▶ Document passage
All Joy and No Fun: The Paradox of Modern Parenthood

By Jennifer Senior

Thousands of books have examined the effects of parents on their children. In All Joy and No Fun, award-winning journalist Jennifer Senior now asks: what are the effects of children on their parents?

In All Joy and No Fun, award-winning journalist Jennifer Senior tries to tackle this question, isolating and analyzing the many ways in which children reshape their parents' lives, whether it's their marriages, their jobs, their habits, their hobbies, their friendships, or their internal senses of self. She argues that changes in the last half century have radically altered the roles of today's mothers and fathers, making their mandates at once more complex and far less clear.

▶ Problem to solve
Answer these from the book description:
1. What question does the book ask?
2. What does the text call Jennifer Senior?
3. Over what period does she say changes have altered the roles of mothers and fathers?
The rows below have nothing to do with this book description.

▶ Excerpted data
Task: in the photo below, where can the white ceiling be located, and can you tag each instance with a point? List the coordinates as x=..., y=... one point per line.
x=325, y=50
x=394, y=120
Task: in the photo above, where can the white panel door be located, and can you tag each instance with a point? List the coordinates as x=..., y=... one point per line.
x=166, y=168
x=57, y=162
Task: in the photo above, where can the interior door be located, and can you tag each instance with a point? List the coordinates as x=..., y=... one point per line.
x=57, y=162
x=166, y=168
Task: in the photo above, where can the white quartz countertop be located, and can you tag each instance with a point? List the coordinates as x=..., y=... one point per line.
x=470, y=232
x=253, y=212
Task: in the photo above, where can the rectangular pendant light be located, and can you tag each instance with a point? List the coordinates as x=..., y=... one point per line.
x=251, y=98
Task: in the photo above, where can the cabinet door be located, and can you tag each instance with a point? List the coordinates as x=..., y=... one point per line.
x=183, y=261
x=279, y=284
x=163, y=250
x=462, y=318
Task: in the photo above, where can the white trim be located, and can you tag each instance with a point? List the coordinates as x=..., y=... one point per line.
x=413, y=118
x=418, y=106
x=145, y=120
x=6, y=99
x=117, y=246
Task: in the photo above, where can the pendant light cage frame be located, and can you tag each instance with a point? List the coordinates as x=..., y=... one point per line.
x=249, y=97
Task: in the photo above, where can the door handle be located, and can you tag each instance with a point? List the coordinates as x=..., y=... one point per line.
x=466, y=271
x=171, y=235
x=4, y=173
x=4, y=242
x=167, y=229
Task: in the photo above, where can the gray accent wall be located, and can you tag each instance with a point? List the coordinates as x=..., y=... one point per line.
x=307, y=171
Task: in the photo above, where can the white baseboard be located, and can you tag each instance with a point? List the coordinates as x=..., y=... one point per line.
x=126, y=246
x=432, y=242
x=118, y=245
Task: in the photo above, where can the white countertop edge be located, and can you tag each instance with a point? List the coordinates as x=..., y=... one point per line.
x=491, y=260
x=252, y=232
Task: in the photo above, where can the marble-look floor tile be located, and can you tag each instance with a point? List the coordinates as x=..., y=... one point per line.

▶ Result of the exercise
1. What are the effects of children on their parents?
2. An award-winning journalist.
3. The last half century.